> **CONSIGNE DE L'EXERCICE**
Répondez aux trois questions suivantes à l'aide du texte sur la vieillesse LGBT placé plus bas.
(a) Quel film a eu un succès qui a chamboulé la personne qui écrit ?
(b) Quels deux films populaires sont cités comme ayant servi de jalon culturel ?
(c) Sur la page Facebook de quelle association Francis Carrier publie-t-il ?

Je traîne
depuis plus d'un an une idée de scénario que je n'ai pas eu le courage
d'évoquer, sûrement parce que le cinéma n'est pas mon domaine et parce que
cette dernière année a été difficile. Et puis le succès à venir de "120BPM"
m'a chamboulé et je me dis qu'il n'y a pas de raison de ne pas envoyer une
autre bouteille à la mer. Alors voilà, mon idée est qu'il est temps qu'un film
à grand public fasse avancer le sujet de la vieillesse LGBT, celle de notre fin
de vie, pour les personnes séropositives ou non. Il s'agit d'imaginer toutes
les variantes de structures qui pourraient nous offrir un toit afin de passer
les dernières années de nos vies.
Historiquement,
même si je n'ai jamais aimé les films type "Gazon Maudit" ou
"Pédale Douce", ces gros succès populaires ont servi de jalon
culturel et leurs histoires une entériné un progrès politique, c'est souvent
ainsi que l'évolution des mœurs s'impose auprès du plus grand nombre. Cela fait
longtemps que je pense que notre pays n'anticipe pas l'arrivée des LGBT à la
retraite et je suis convaincu que cela peut être aussi une source de créations
d'emplois et de services. On me demande souvent pourquoi il y aurait une
spécificité gay dans les structures d'accueil. Ces dernières ne sont pas
adaptées à la vie qu'ont mené les baby boomers de notre communauté, leur combat
pour la liberté, leur passé de constructeurs. L'universalisme français écarte
toutes les initiatives étrangères où les maisons de retraite LGBT-friendly se
multiplient et parfois existent depuis des années tout en montrant une
expérimentation pilote pleine de connaissances, exactement comme le sida a
inventé et disséminé des procédures sur la fin de vie et l'accompagnement du
malade. Pour plus d'arguments, il suffit de lire tout ce que publie Francis
Carrier sur la page Facebook de l'association GreyPride.

> **JEU DE DONNÉES**
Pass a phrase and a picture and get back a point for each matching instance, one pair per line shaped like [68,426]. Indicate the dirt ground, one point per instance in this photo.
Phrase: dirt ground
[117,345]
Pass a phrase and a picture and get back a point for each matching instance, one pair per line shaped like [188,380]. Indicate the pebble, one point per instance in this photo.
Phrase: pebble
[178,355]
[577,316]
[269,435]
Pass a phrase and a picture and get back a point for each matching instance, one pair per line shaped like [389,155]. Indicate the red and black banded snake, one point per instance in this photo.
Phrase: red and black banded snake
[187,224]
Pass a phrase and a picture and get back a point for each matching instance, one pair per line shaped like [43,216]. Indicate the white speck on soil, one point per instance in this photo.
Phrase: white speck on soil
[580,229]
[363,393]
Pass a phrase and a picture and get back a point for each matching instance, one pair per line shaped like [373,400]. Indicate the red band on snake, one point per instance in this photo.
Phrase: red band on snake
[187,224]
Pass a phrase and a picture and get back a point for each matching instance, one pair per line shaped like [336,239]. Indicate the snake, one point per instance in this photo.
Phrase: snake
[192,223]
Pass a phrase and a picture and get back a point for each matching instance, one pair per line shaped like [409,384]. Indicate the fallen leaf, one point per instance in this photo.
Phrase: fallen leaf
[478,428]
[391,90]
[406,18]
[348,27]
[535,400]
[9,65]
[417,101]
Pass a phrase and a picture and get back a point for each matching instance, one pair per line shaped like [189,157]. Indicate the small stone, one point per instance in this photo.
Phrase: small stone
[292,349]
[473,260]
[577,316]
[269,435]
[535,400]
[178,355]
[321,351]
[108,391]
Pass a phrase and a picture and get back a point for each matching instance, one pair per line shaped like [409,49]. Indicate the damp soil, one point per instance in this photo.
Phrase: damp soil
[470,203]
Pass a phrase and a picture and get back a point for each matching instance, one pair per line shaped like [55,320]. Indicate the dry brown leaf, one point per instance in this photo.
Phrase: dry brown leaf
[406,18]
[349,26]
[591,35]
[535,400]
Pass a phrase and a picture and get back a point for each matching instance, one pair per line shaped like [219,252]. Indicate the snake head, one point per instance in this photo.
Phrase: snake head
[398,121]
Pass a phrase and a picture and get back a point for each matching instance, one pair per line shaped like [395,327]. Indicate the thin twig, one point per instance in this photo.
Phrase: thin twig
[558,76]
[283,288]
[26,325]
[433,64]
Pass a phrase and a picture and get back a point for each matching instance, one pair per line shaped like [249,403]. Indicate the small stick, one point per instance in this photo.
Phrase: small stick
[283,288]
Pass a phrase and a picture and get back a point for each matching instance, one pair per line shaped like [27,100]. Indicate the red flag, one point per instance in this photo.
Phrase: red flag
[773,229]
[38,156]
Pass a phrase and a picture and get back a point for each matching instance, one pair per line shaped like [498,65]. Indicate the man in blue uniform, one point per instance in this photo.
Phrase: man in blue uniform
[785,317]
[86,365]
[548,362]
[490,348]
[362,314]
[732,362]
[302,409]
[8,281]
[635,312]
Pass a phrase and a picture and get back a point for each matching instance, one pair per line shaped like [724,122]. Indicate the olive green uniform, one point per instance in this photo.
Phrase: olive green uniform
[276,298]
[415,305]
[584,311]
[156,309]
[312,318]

> **RÉPONSE COMPLÈTE**
(a) C'est le film « 120BPM ».
(b) Ce sont « Gazon Maudit » et « Pédale Douce ».
(c) Il publie sur la page Facebook de l'association GreyPride.